The Lab’s plan for pollinator conservation

The Lab began its efforts to protect pollinating insects after the federal government issued a memorandum in 2014 that "called for land-owning federal departments to take immediate action to prevent further pollinator population decline."

This spurred the Department of Energy to create a Pollinator Protection Plan, which encourages its "sites to pursue opportunities to protect pollinators and enhance pollinator habitat."

With its own site-specific Pollinator Protection Plan now in place, the Lab has several proposed best management practices. Suggestions include various controls, like when to mow plants on which pollinators depend and how to manage invasive species that may compete with native plants. 

A collaboration between the Lab’s Biological Resources Program and Logistics Division — and a commitment to learning more about mitigating climate change from the Business Management directorate — helped bring this pollinator garden to fruition on Lab property. From left, Jenna Stanek, Allie Cunningham, Paige Clark, Aaliya Casados, Simone Lord, Justin Sammons, Christobal Trujillo, Cruz Armendariz, Juana Freitag and Marquita Trujillo.

While Stanek and her team have succeeded in getting some of these practices implemented, she and colleague Karla Sartor, in the Forest Health Program, are collaborating with other Laboratory programs, including Logistics, Utilities and Infrastructure; Fire Protection; and their Wildland Fire program partners to further these initiatives.

"We looked at a map of Lab property and came up with six relatively small native-wildflower areas, including those with milkweed, that we thought could be feasible as no-mow areas," Stanek said. "These are areas where we've either seen monarchs on milkweed or that have a lot of native plants already, so it'd be an easier transition to no-mow than a spot that has all invasives and would need to be seeded."

"These are small areas that have critical milkweed habitat for the monarch," Stanek emphasized. "We're very aware of wildfire hazards and understand the need to mow larger areas to protect Lab infrastructure, the community and human life. Wildland Fire has been great to work with in striking this balance."

WHAT THIS EXERCISE ASKS>
1. Decide whether each statement agrees with the pollinator conservation text, answering yes or no and quoting the deciding words: (a) The federal memorandum was issued in 2014. (b) Stanek's team identified ten native-wildflower areas as possible no-mow areas. (c) Karla Sartor works in the Forest Health Program.
2. Reproduce the portion of the pollinator conservation text that begins at the words "A collaboration between" and stops after the words "and Marquita Trujillo.".
Rely solely on the pollinator conservation text above, without drawing on outside knowledge.

EXCERPTED RECORDS>
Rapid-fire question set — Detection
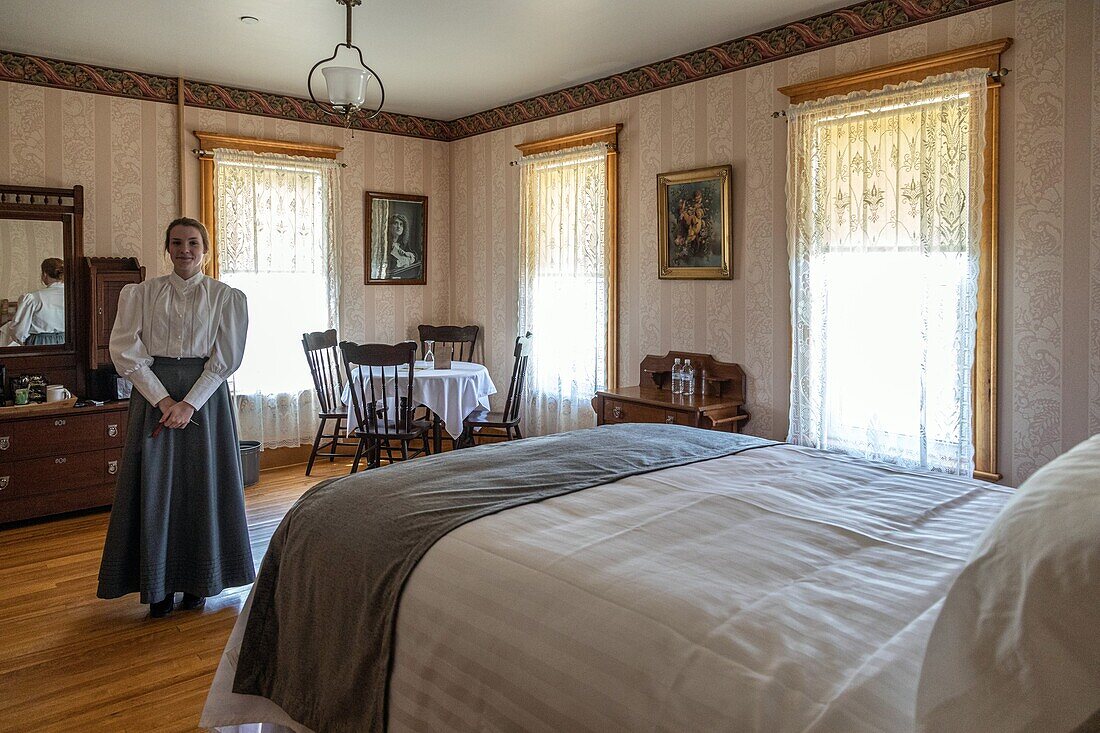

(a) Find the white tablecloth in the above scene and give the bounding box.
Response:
[342,361,496,438]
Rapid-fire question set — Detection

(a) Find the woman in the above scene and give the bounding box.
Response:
[98,218,255,617]
[387,214,420,280]
[11,258,65,346]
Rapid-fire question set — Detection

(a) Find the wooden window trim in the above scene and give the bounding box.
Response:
[516,123,623,390]
[195,130,343,278]
[779,39,1012,481]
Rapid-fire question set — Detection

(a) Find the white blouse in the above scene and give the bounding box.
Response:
[111,273,249,409]
[12,283,65,343]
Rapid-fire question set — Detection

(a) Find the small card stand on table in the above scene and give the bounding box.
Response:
[436,346,454,369]
[592,351,750,433]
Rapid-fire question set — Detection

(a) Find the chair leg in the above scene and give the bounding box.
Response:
[306,417,328,475]
[351,437,370,473]
[329,417,343,463]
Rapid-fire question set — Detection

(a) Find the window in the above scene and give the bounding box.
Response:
[782,42,1007,479]
[193,134,339,447]
[518,127,618,435]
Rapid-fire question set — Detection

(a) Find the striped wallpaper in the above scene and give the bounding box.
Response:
[0,0,1100,483]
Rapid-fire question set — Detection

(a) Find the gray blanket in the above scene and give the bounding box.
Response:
[233,424,774,733]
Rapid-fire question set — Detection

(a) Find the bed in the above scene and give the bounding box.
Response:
[201,425,1100,733]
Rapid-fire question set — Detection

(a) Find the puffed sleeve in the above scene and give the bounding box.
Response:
[11,293,42,343]
[184,288,249,409]
[111,284,168,405]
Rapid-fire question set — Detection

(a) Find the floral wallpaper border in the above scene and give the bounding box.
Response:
[0,0,1009,141]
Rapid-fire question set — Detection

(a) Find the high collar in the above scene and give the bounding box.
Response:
[168,271,206,293]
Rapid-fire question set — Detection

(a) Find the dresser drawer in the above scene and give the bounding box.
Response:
[103,409,130,448]
[0,412,107,462]
[604,400,691,425]
[0,450,122,501]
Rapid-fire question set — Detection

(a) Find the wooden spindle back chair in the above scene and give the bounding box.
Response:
[417,324,481,361]
[461,331,532,447]
[301,328,361,475]
[340,341,431,473]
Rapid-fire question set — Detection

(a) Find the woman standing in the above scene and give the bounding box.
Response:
[11,258,65,346]
[98,218,255,617]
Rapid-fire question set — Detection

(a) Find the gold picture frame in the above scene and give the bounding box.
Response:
[657,165,734,280]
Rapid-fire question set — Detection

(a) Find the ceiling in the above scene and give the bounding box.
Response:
[0,0,845,120]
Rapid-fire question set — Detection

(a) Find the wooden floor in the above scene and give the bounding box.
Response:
[0,462,348,733]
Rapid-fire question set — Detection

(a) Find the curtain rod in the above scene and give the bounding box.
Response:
[771,66,1012,120]
[191,147,348,168]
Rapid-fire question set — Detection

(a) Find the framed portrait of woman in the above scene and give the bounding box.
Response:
[364,190,428,285]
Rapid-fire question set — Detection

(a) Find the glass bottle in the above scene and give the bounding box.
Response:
[680,359,695,395]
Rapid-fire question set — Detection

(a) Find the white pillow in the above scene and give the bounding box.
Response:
[916,435,1100,733]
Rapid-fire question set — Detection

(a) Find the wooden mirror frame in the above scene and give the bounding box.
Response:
[0,185,84,349]
[0,185,87,394]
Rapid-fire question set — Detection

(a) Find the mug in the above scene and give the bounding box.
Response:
[46,384,73,402]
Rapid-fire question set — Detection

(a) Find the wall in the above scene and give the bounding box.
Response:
[451,0,1100,483]
[0,81,451,347]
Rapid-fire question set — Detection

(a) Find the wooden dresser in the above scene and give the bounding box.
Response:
[0,402,130,523]
[592,351,749,433]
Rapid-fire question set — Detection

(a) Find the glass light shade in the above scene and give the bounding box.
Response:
[321,66,371,107]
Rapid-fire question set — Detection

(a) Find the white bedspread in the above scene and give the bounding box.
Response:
[202,446,1011,733]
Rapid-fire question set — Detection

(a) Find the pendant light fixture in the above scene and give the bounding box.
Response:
[306,0,386,128]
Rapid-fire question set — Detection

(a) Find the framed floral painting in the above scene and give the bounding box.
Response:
[657,165,734,280]
[365,192,428,285]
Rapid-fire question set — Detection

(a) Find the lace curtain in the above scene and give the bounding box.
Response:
[213,150,340,448]
[788,69,986,475]
[519,144,608,435]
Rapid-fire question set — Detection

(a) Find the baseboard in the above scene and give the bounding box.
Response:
[260,445,312,471]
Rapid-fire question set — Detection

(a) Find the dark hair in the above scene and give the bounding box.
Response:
[42,258,65,280]
[164,217,210,252]
[386,214,409,249]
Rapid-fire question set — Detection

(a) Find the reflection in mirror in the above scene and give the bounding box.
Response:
[0,219,67,348]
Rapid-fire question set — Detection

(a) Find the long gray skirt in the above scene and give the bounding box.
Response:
[97,357,255,603]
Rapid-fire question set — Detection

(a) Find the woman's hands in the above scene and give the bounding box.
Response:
[156,397,195,428]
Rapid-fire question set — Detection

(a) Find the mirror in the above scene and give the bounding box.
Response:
[0,218,69,350]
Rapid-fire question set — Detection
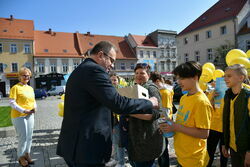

SOLUTIONS FOR EACH TASK>
1.
(a) Yes: "after the federal government issued a memorandum in 2014"
(b) No: "came up with six relatively small native-wildflower areas"
(c) Yes: "she and colleague Karla Sartor, in the Forest Health Program"

2.
A collaboration between the Lab’s Biological Resources Program and Logistics Division — and a commitment to learning more about mitigating climate change from the Business Management directorate — helped bring this pollinator garden to fruition on Lab property. From left, Jenna Stanek, Allie Cunningham, Paige Clark, Aaliya Casados, Simone Lord, Justin Sammons, Christobal Trujillo, Cruz Armendariz, Juana Freitag and Marquita Trujillo.